- **What to produce**:
From the records below, state how many lines hold the string "desert", without any other text.

BEGIN Source data

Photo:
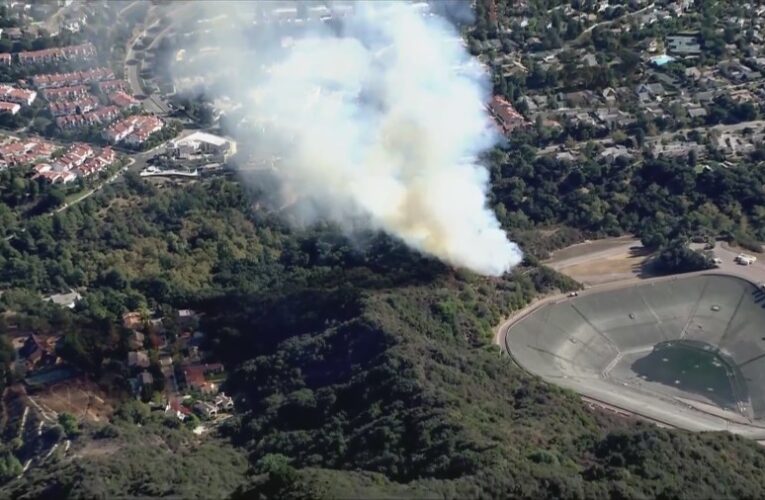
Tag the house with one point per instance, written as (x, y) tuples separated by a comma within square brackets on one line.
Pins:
[(73, 78), (176, 409), (590, 60), (614, 117), (693, 73), (69, 92), (83, 51), (133, 130), (136, 340), (132, 320), (138, 359), (507, 117), (109, 86), (145, 379), (650, 92), (609, 96), (685, 44), (565, 156), (201, 143), (697, 112), (73, 107), (205, 409), (223, 402), (16, 95), (613, 153), (64, 299), (677, 149), (9, 107), (194, 376)]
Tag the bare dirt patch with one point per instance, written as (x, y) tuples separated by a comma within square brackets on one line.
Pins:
[(602, 261), (80, 398)]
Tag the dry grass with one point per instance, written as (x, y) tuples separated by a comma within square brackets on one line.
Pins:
[(81, 398), (613, 266)]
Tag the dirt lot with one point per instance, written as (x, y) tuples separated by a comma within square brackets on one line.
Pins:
[(81, 398), (601, 261)]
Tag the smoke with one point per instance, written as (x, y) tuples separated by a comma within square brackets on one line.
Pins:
[(378, 118)]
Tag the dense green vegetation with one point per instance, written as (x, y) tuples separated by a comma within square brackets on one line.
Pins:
[(359, 368), (158, 459)]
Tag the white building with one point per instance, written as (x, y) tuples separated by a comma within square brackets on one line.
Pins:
[(201, 143)]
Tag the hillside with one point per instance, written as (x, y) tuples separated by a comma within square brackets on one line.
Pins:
[(359, 368)]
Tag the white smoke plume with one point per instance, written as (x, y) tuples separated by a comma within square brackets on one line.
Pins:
[(381, 121)]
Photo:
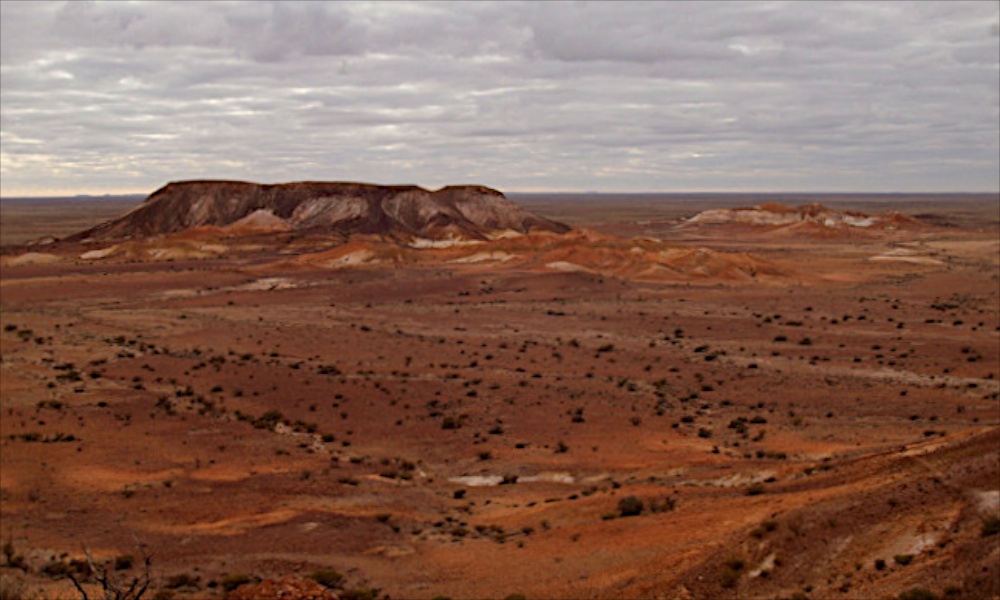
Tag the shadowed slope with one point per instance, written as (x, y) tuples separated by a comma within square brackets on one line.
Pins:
[(396, 212)]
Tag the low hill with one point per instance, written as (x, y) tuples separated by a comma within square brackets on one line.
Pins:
[(808, 220), (399, 212)]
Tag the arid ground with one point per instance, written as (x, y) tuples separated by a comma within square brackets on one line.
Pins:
[(477, 426)]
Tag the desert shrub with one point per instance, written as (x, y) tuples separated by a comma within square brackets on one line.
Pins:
[(179, 581), (917, 593), (630, 506), (231, 582), (327, 578), (14, 589), (666, 504), (359, 594), (991, 526), (268, 420)]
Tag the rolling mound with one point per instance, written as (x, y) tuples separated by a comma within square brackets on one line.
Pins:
[(808, 220), (398, 212), (578, 251)]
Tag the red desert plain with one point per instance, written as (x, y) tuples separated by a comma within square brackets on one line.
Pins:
[(329, 390)]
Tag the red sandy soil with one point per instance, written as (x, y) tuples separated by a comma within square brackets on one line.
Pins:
[(790, 430)]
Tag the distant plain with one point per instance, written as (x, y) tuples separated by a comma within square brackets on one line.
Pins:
[(475, 430)]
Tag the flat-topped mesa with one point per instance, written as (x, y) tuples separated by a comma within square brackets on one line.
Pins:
[(403, 212), (776, 214)]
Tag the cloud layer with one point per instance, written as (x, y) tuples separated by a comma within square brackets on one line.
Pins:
[(647, 96)]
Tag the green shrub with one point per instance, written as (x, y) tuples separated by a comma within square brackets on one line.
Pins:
[(124, 562), (328, 578), (359, 594), (179, 581), (917, 594), (630, 506), (231, 582)]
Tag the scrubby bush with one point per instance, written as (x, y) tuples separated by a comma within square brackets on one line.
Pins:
[(327, 578), (630, 506), (917, 594), (231, 582)]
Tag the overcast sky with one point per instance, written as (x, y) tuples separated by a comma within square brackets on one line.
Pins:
[(538, 96)]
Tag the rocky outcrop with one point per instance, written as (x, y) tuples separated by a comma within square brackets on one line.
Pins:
[(402, 212), (775, 214)]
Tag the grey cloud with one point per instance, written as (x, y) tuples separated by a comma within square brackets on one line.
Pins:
[(635, 96)]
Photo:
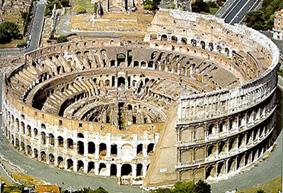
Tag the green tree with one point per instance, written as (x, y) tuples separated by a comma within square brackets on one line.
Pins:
[(150, 5), (202, 187), (62, 39), (9, 31), (184, 187)]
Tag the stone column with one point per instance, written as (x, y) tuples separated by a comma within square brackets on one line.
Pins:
[(119, 170), (96, 168), (134, 170)]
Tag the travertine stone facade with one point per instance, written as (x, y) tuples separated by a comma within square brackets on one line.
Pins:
[(120, 108)]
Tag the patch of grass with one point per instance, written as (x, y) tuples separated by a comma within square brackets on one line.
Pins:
[(213, 10), (273, 186), (83, 4)]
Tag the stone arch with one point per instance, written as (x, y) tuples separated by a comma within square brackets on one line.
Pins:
[(35, 152), (102, 149), (51, 158), (174, 39), (139, 169), (43, 156), (114, 149), (113, 170), (126, 170), (35, 132), (60, 141), (80, 147), (91, 167), (150, 148), (202, 44), (70, 164), (164, 37), (184, 40), (121, 81), (29, 130), (102, 169), (194, 42), (70, 143), (209, 172), (29, 150), (80, 166), (91, 147), (51, 139), (220, 169), (60, 162), (43, 138), (139, 149)]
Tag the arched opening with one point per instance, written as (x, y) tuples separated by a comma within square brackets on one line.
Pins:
[(210, 46), (90, 168), (29, 130), (113, 149), (43, 126), (113, 170), (202, 44), (121, 81), (80, 135), (184, 40), (35, 152), (29, 150), (51, 158), (210, 150), (43, 138), (91, 147), (126, 170), (22, 146), (102, 149), (70, 143), (60, 162), (70, 164), (139, 170), (51, 139), (80, 147), (164, 37), (193, 42), (139, 149), (150, 148), (210, 129), (60, 141), (102, 169), (208, 172), (43, 156), (80, 166), (174, 39)]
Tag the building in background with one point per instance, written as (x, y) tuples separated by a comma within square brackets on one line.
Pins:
[(278, 25)]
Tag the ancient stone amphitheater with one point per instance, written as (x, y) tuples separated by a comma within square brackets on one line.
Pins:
[(195, 100)]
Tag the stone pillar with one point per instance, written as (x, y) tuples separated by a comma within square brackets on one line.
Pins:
[(119, 170), (96, 153), (96, 168), (85, 148), (85, 166), (134, 170), (108, 167), (144, 169), (75, 165), (144, 150)]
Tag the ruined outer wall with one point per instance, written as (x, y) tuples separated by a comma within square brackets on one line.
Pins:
[(219, 133)]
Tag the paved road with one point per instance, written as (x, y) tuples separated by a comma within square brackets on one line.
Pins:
[(35, 34), (235, 11), (37, 26)]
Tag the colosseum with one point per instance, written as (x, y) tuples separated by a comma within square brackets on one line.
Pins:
[(196, 99)]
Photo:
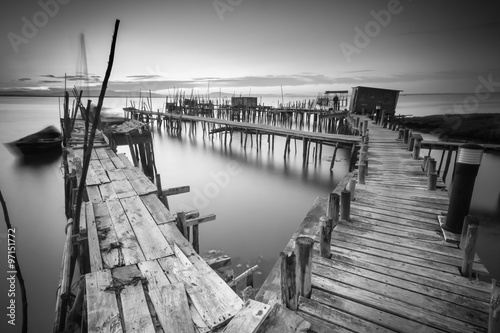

END Source data

- **Task response**:
2